■ **WHAT YOU NEED TO DO**
Transcribe the stretch of the listing below from the line containing "Run detection on human" through the end of the listing, character for character.

■ **LISTED RECORDS**

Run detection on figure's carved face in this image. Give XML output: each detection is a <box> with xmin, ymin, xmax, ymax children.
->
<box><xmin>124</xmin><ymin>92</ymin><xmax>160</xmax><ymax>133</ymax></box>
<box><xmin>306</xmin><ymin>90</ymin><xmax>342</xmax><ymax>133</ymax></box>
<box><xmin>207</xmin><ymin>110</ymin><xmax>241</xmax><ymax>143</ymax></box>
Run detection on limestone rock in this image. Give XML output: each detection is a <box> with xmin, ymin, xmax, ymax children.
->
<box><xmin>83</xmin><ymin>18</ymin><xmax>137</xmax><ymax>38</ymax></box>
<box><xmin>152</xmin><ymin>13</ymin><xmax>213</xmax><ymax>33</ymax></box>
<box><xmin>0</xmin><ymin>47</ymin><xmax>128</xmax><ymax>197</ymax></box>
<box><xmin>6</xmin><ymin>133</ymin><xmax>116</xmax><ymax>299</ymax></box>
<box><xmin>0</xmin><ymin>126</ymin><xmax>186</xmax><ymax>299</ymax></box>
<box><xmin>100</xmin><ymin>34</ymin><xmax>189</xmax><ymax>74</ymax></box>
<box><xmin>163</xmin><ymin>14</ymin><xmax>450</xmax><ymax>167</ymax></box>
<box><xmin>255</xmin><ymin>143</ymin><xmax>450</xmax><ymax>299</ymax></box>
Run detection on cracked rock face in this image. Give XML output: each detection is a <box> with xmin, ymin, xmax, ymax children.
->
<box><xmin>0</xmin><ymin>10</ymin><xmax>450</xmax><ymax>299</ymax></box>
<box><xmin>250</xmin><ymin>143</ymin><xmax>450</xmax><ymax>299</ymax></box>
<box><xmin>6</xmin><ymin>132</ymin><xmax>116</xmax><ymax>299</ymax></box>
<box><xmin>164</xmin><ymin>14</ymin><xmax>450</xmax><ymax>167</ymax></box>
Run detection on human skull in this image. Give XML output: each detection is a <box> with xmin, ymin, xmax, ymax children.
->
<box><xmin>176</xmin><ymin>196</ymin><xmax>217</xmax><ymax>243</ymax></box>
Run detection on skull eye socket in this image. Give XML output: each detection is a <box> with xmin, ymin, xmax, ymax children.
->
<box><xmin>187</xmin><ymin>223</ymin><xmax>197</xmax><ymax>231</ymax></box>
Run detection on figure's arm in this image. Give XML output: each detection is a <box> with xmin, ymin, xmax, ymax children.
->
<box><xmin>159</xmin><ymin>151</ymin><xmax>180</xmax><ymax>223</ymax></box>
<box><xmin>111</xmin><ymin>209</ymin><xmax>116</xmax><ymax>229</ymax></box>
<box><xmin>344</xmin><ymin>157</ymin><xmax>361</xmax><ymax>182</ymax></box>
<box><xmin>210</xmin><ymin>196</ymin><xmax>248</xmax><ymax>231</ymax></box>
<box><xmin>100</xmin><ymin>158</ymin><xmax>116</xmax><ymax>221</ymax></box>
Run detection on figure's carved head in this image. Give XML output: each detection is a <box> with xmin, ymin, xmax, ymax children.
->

■ **SOLVED EXERCISE**
Run detection on human skull in this image. Give XML output: each detection is a <box> with xmin, ymin, xmax, ymax children.
->
<box><xmin>176</xmin><ymin>196</ymin><xmax>217</xmax><ymax>243</ymax></box>
Run detection on skull eye socket in this image. Give XML output: each detection is a <box> with xmin, ymin, xmax, ymax children.
->
<box><xmin>187</xmin><ymin>223</ymin><xmax>197</xmax><ymax>231</ymax></box>
Run detection on figure's arm in this image. Give XML output: each detection is a <box> with xmin, ymin, xmax, ymax children.
->
<box><xmin>159</xmin><ymin>151</ymin><xmax>180</xmax><ymax>223</ymax></box>
<box><xmin>111</xmin><ymin>209</ymin><xmax>116</xmax><ymax>229</ymax></box>
<box><xmin>344</xmin><ymin>157</ymin><xmax>361</xmax><ymax>182</ymax></box>
<box><xmin>210</xmin><ymin>196</ymin><xmax>248</xmax><ymax>231</ymax></box>
<box><xmin>100</xmin><ymin>158</ymin><xmax>116</xmax><ymax>221</ymax></box>
Run detection on figure's carved head in this image. Give XML output: each detection is a <box> with xmin, ymin, xmax, ymax children.
->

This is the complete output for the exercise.